━━━━━ Page

In MSCCS you can execute a task directly through the command prompt by running the mpiexec command. To submit a task you've to go through the Task Properties window |
Porting Linpack for Windows Compute Cluster
Here, we will see how one can port (re-compile) Linpack source in Windows
and then run it on Windows Compute Cluster Environment. We tried it and used it
for benchmarking our created Microsoft Compute Cluster. But we faced a problem.
Basically, Linpack is an application used majorly for testing Linux based
clusters and trust me, porting it to run on MSCCS was not at all a child's play.
In this article, we will see how with the help of some tools and libraries,
you can recompile the HPL source files in your Windows architecture and run it
on the top of MSCCS.
Prerequisites
The list of prerequisite SDKs and libraries is too long, but the first thing
that you need is MS Visual Studio 2005. Install it on any of the nodes of your
MS Compute Cluster. The compiler is to be installed on one of the nodes because
it ensures that you are compiling your application on the right hardware
architecture and as a result you'll get better performance.
After this, download both the AMD and Intel's Math Kernel libraries. Download
and install the file called 'acml3.5.0-64-win64' from http://tinyurl.com/
2k6tny. Also download and install the Intel's Math Kernel library use the
following link: http://tinyurl.com/2p9m8f.
Now install the MS Compute Cluster SDK from http://tinyurl.com/3yjyg9. Just
make sure that you download and install the 64-bit version. Now the installation
is done but for Linpack to work properly you'll have to perform some nasty
tricks. This is because the makefile that we are going to use for compiling
Linpack had a lots of path names hardcoded.
To begin with, first create a folder called “scratch” at C:\ of the node
where you have installed all the above mentioned components. Then go to the
folders where you have installed ACML and MKL.
By default they will be in the Program Files folder if you did not give any
other path. Go to the AMD folder first and rename the ACML3.5.X file as
ACML3.0.0. Similarly, go to the Intel's folder and rename 9.1.x as 8.0.1. So,
the hacking part is done and we are ready to work on the actual file.
Applications built using Visual Studio with Manifest option enabled, can't be run using MS CCS. Therefore, disable that option before you compile Linpack |
Compiling Linpack
Now download the latest version of HPL from http://tinyurl.com/2mopw8. Unzip
it in a way that the HPL folder comes under the C:\scratch folder.
In Linux, Linpack uses the make command for compilation. But the makefiles
are generally created for different Linux distros and not for the Windows. So,
now you have to grab a makefile for Windows. To make our task easier, if we also
get a .vcproj file for Linpack then we can use it to compile Linpack directly on
VS 2005. You can download all the required components from our forum. The link
for the same is http://forums.pcquest.com/forum/viewtopic.php?t=6154&highlight=.
Go to this link and download the xphl_port.zip file. Unzip it under the
C:\scratch\hpl folder and copy the HPL_timer_walltime.c to the C:\scratch\hpl\testing\timer
folder. There will be a file with the same name already sitting in that folder,
so while copying replace the old one with the new one.
Double click on the xhpl.vcproj file and open it as a VC++ project in VS
2005. You have to build the project but before that one more thing is required.

━━━━━━━━━━
━━━━━ Provided data

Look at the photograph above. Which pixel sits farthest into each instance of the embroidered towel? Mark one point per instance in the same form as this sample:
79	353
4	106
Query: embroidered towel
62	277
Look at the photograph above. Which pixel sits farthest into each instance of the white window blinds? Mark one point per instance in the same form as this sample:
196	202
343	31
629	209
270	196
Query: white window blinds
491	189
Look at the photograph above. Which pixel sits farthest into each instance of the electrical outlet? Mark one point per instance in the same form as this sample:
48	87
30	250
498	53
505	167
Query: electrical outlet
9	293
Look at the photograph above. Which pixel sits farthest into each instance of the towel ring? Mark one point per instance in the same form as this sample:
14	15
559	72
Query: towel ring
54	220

━━━━━━━━━━

**Exercise task 1**
According to the Linpack porting article, which version of the MS Compute Cluster SDK should be installed?
**Exercise task 2**
In the entries, swap "towel ring" for "towel bar" in the lines from the one containing "of the towel" up to and including the last line of the entries. Give those lines again with nothing else changed.
The Linpack article and the entries come from unrelated sources.

**Expected output 1**
The 64-bit version.

**Expected output 2**
Look at the photograph above. Which pixel sits farthest into each instance of the towel bar? Mark one point per instance in the same form as this sample:
14	15
559	72
Query: towel bar
54	220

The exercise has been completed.